[Opdracht]
Geef de regels ongewijzigd terug, te beginnen bij de regel met "Query: chrome faucet" en doorlopend tot en met het einde van de rijen. Laat de afbeeldingen daarbij weg.

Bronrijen
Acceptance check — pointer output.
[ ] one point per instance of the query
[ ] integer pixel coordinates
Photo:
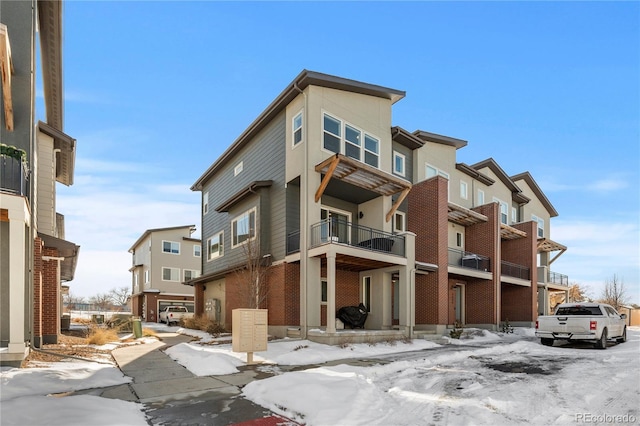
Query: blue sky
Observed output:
(155, 91)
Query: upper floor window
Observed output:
(540, 222)
(463, 190)
(398, 163)
(215, 246)
(344, 138)
(243, 227)
(399, 222)
(170, 274)
(170, 247)
(297, 129)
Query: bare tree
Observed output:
(614, 292)
(71, 300)
(252, 288)
(102, 301)
(120, 296)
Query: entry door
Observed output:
(336, 225)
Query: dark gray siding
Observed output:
(262, 159)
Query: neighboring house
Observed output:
(35, 258)
(163, 259)
(348, 208)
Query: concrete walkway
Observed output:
(173, 395)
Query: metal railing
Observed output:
(469, 260)
(556, 278)
(335, 231)
(14, 176)
(514, 270)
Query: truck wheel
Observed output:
(602, 343)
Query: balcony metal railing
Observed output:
(336, 231)
(556, 278)
(14, 176)
(514, 270)
(469, 260)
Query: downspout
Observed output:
(304, 215)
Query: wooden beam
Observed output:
(6, 69)
(327, 177)
(399, 201)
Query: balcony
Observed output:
(331, 231)
(14, 176)
(465, 259)
(516, 271)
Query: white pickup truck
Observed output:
(173, 314)
(595, 322)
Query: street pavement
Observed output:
(172, 395)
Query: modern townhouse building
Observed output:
(35, 258)
(348, 209)
(162, 259)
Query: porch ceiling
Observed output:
(463, 216)
(356, 264)
(363, 176)
(510, 233)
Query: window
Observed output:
(243, 228)
(540, 222)
(366, 293)
(215, 246)
(463, 190)
(504, 211)
(340, 137)
(170, 247)
(190, 274)
(170, 274)
(398, 163)
(297, 129)
(398, 222)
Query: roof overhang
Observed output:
(6, 71)
(302, 81)
(50, 29)
(463, 216)
(243, 194)
(364, 176)
(510, 233)
(66, 250)
(66, 157)
(546, 245)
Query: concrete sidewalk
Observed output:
(174, 395)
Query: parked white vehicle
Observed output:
(173, 314)
(595, 322)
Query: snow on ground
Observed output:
(485, 378)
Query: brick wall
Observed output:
(427, 218)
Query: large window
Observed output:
(243, 228)
(297, 129)
(170, 274)
(171, 247)
(340, 137)
(215, 246)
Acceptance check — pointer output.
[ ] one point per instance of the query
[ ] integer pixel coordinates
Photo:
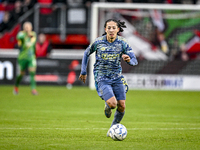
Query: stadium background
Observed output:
(67, 26)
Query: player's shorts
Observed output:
(27, 63)
(109, 88)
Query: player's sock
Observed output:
(107, 110)
(117, 117)
(33, 84)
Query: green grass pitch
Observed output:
(59, 118)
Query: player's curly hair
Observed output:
(120, 24)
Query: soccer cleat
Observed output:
(34, 92)
(107, 111)
(108, 133)
(16, 90)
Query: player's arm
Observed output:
(87, 53)
(19, 38)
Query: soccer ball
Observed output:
(118, 132)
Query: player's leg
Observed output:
(32, 70)
(106, 93)
(22, 64)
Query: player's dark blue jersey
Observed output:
(108, 58)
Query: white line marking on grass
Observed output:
(98, 129)
(132, 122)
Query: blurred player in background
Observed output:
(26, 58)
(110, 83)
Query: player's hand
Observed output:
(82, 78)
(126, 58)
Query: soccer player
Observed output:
(26, 58)
(110, 83)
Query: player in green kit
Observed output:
(26, 58)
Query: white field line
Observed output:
(98, 129)
(132, 122)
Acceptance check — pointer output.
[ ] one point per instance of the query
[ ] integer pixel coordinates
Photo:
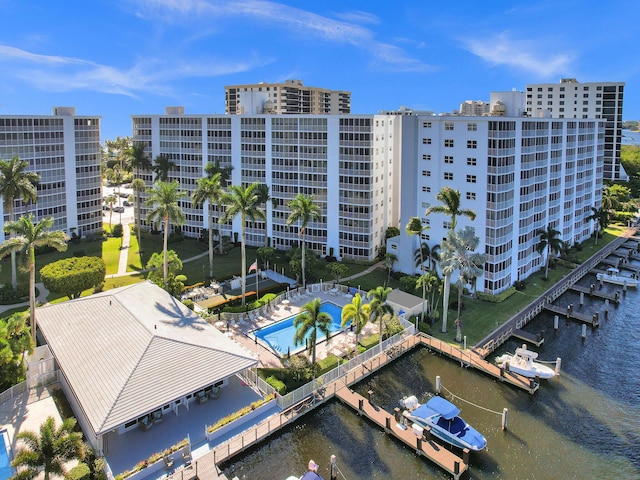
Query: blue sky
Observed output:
(117, 58)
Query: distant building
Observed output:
(572, 99)
(65, 150)
(474, 108)
(290, 97)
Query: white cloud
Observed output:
(525, 55)
(62, 74)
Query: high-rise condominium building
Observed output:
(290, 97)
(330, 157)
(520, 175)
(64, 149)
(572, 99)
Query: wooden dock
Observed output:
(531, 338)
(470, 358)
(436, 453)
(573, 315)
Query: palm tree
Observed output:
(358, 314)
(162, 166)
(551, 242)
(451, 200)
(459, 254)
(378, 305)
(138, 187)
(415, 227)
(242, 201)
(303, 211)
(209, 190)
(48, 451)
(16, 183)
(29, 236)
(163, 200)
(264, 197)
(310, 320)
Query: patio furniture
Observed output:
(202, 396)
(157, 416)
(145, 424)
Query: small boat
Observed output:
(522, 363)
(612, 276)
(441, 417)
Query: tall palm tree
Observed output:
(138, 187)
(310, 321)
(358, 314)
(264, 196)
(163, 200)
(551, 242)
(16, 183)
(209, 190)
(378, 305)
(48, 451)
(162, 166)
(244, 202)
(459, 254)
(303, 211)
(415, 227)
(225, 175)
(29, 236)
(451, 206)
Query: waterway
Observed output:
(584, 424)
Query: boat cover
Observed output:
(439, 406)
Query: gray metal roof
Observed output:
(126, 352)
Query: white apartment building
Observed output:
(518, 174)
(331, 157)
(290, 97)
(64, 149)
(573, 99)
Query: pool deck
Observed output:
(339, 344)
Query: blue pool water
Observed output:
(279, 336)
(5, 468)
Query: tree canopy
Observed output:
(72, 276)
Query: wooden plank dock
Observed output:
(471, 358)
(436, 453)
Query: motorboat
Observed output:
(443, 420)
(523, 363)
(612, 275)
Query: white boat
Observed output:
(522, 363)
(441, 417)
(613, 276)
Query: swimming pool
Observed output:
(279, 336)
(5, 455)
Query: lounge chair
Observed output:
(202, 396)
(157, 416)
(145, 424)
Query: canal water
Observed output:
(584, 424)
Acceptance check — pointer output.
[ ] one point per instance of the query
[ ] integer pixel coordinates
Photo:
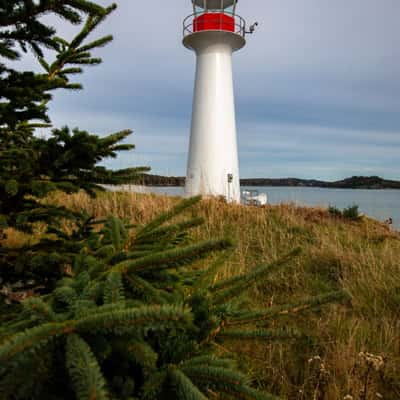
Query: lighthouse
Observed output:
(214, 31)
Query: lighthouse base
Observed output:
(213, 167)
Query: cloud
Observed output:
(317, 87)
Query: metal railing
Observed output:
(239, 26)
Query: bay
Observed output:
(380, 204)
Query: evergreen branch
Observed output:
(117, 322)
(244, 318)
(208, 276)
(164, 217)
(32, 339)
(97, 43)
(183, 387)
(172, 258)
(139, 320)
(113, 289)
(38, 309)
(258, 334)
(146, 289)
(84, 370)
(230, 288)
(143, 354)
(225, 381)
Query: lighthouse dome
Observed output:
(214, 4)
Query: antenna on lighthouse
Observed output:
(214, 31)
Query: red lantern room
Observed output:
(216, 15)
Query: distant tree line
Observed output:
(355, 182)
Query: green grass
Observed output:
(341, 354)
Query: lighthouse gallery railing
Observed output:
(219, 23)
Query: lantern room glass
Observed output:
(218, 6)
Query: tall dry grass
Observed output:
(351, 350)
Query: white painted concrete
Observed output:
(213, 155)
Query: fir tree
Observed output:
(137, 321)
(31, 167)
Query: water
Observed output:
(379, 204)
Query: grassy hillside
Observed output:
(350, 350)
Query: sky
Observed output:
(317, 88)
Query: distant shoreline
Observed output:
(355, 182)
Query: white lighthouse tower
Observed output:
(214, 31)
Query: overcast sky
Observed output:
(317, 88)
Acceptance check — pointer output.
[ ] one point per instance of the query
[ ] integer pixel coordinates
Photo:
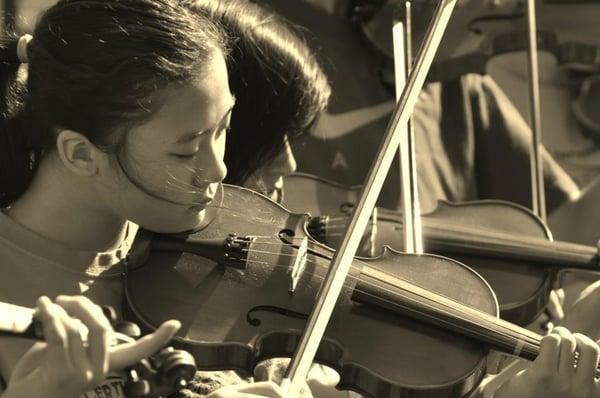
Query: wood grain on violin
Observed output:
(243, 287)
(498, 239)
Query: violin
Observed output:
(497, 239)
(243, 286)
(165, 373)
(374, 19)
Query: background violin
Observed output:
(243, 286)
(488, 20)
(500, 240)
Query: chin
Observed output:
(169, 223)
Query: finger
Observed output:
(555, 306)
(127, 354)
(55, 334)
(560, 293)
(587, 361)
(76, 348)
(546, 362)
(568, 347)
(99, 330)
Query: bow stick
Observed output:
(412, 231)
(538, 196)
(342, 260)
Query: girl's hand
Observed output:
(254, 390)
(553, 374)
(64, 365)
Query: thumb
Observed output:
(127, 354)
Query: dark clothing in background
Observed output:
(471, 142)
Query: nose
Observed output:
(212, 166)
(285, 163)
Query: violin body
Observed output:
(500, 240)
(235, 314)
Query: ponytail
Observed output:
(15, 159)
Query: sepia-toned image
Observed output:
(300, 198)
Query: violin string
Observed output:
(476, 320)
(455, 228)
(326, 266)
(465, 309)
(479, 316)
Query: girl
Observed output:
(122, 119)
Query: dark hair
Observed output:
(96, 67)
(279, 86)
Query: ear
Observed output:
(77, 153)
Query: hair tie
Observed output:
(22, 48)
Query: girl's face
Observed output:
(173, 164)
(269, 179)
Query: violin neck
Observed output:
(385, 291)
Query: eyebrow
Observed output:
(190, 136)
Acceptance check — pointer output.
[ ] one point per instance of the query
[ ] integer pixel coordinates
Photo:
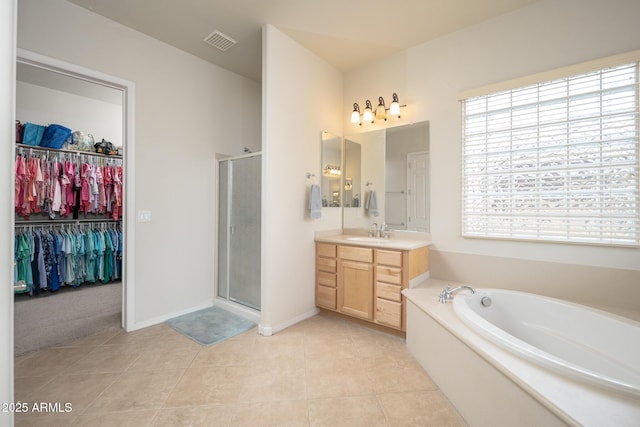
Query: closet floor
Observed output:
(321, 372)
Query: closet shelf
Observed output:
(53, 150)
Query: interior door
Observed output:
(418, 191)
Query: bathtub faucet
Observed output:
(447, 293)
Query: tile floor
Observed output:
(324, 371)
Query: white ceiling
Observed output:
(346, 33)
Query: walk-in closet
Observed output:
(69, 244)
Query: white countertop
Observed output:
(398, 241)
(572, 401)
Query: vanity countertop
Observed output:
(400, 242)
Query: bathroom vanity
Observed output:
(364, 277)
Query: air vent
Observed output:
(219, 40)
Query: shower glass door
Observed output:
(239, 230)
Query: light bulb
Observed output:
(394, 108)
(355, 114)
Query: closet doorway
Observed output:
(239, 228)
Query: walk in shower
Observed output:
(239, 193)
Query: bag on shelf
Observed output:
(32, 134)
(55, 136)
(79, 141)
(19, 131)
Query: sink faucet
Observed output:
(447, 293)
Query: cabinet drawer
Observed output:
(326, 279)
(389, 313)
(390, 292)
(389, 274)
(326, 250)
(326, 297)
(355, 254)
(326, 264)
(393, 258)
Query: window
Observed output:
(555, 161)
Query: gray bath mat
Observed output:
(210, 325)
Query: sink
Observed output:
(378, 240)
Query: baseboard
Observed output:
(240, 310)
(164, 318)
(267, 331)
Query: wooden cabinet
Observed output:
(390, 275)
(326, 275)
(367, 282)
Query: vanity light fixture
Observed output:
(367, 114)
(380, 113)
(355, 114)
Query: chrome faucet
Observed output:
(447, 293)
(384, 231)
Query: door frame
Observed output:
(228, 304)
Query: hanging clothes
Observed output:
(50, 256)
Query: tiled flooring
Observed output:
(321, 372)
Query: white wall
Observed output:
(186, 111)
(429, 77)
(7, 131)
(302, 95)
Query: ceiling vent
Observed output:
(219, 40)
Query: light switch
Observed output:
(144, 216)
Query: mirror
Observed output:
(394, 164)
(352, 166)
(331, 160)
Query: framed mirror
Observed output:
(393, 164)
(331, 161)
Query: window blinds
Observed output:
(555, 161)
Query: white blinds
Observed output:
(555, 161)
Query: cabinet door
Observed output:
(355, 289)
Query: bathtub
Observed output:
(492, 385)
(573, 340)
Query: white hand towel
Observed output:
(315, 201)
(372, 203)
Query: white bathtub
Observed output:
(494, 387)
(573, 340)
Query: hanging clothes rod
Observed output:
(65, 221)
(25, 148)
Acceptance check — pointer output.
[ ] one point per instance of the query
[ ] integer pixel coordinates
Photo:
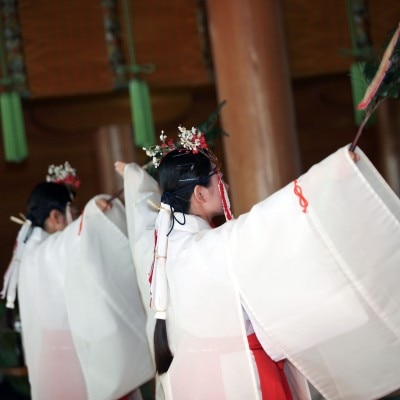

[Volledig antwoord]
Query: chrome faucet
Observed output:
(447, 293)
(384, 231)
Query: door frame
Observed output:
(228, 304)
Query: hanging clothes
Observed output:
(50, 256)
Query: tiled flooring
Observed output:
(321, 372)
Query: white wall
Observed output:
(186, 111)
(429, 77)
(7, 131)
(302, 95)
Query: ceiling vent
Observed output:
(219, 40)
Query: light switch
Observed output:
(144, 216)
Query: mirror
Observed output:
(394, 164)
(352, 166)
(331, 160)
Query: framed mirror
Observed output:
(393, 164)
(331, 161)
Query: window blinds
Observed output:
(555, 161)
Query: white blinds
Observed output:
(555, 161)
Query: cabinet door
Observed output:
(355, 289)
Query: bathtub
Observed output:
(492, 385)
(573, 340)
Query: white hand towel
Observed output:
(315, 201)
(372, 203)
Query: white bathtub
Observed output:
(494, 387)
(573, 340)
Query: hanging clothes rod
Observed output:
(65, 221)
(25, 148)
Acceptance check — pointer output.
[ ] one point per instance of the query
[ ] integer pixel coordinates
Photo:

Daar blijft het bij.